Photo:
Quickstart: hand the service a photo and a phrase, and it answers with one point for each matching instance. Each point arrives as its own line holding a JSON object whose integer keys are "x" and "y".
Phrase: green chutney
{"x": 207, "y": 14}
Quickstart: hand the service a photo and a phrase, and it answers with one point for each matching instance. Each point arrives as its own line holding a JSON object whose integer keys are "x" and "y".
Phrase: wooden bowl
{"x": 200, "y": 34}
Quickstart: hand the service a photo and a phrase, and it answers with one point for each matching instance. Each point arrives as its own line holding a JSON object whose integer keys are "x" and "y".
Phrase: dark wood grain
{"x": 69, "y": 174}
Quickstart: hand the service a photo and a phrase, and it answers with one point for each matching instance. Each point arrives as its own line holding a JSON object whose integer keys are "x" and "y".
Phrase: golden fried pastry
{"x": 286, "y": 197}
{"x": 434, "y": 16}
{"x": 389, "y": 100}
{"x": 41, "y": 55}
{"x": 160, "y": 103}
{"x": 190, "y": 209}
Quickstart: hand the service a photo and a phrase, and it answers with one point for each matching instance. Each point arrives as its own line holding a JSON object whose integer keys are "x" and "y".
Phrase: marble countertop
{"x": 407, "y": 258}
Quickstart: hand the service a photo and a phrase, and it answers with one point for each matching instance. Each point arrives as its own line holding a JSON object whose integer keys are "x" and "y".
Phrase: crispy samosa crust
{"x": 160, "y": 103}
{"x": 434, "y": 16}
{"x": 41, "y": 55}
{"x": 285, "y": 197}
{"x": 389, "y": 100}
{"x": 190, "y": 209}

» **What the task asks**:
Each and every entry needs to be repeated exactly.

» **Response to this exercise**:
Photo:
Quickstart: hand the service a photo and a phrase, and it answers with one point for each matching instance. Each point arrives as its own line holding a JSON object whose integer keys are "x" and "y".
Phrase: green chutney
{"x": 207, "y": 14}
Quickstart: hand the service a photo and a phrase, and it answers with one point for each matching instance. Each point arrives as its own line holding a JSON object whose integer keys are "x" and "y".
Phrase: wooden bowl
{"x": 200, "y": 34}
Quickstart: hand the service a photo and a phrase, and it answers with one point for each matching instance. Each point arrives as its own line holding a JSON object whose integer keys are "x" and "y".
Phrase: dark wood grain
{"x": 69, "y": 174}
Quickstart: hand the service a photo and a phrase, and it answers with one point for each matching instance. Each point arrives as its own line holding a JSON object whose integer keys are "x" and "y".
Phrase: golden fried pastry
{"x": 286, "y": 197}
{"x": 434, "y": 16}
{"x": 389, "y": 100}
{"x": 41, "y": 55}
{"x": 160, "y": 103}
{"x": 190, "y": 209}
Quickstart: hand the service a photo and a phrase, and it answers with one point for each matching instance. Each point arrives as its own line holding a JSON object whose integer keys are "x" and "y".
Phrase: marble countertop
{"x": 407, "y": 258}
Quickstart: hand the service a photo and a phrase, and it answers with one point for each matching instance. Each point arrives as its own line holding a JSON object whose integer keys are "x" and "y".
Phrase: crispy samosa crust
{"x": 160, "y": 103}
{"x": 434, "y": 16}
{"x": 41, "y": 55}
{"x": 285, "y": 197}
{"x": 389, "y": 100}
{"x": 190, "y": 209}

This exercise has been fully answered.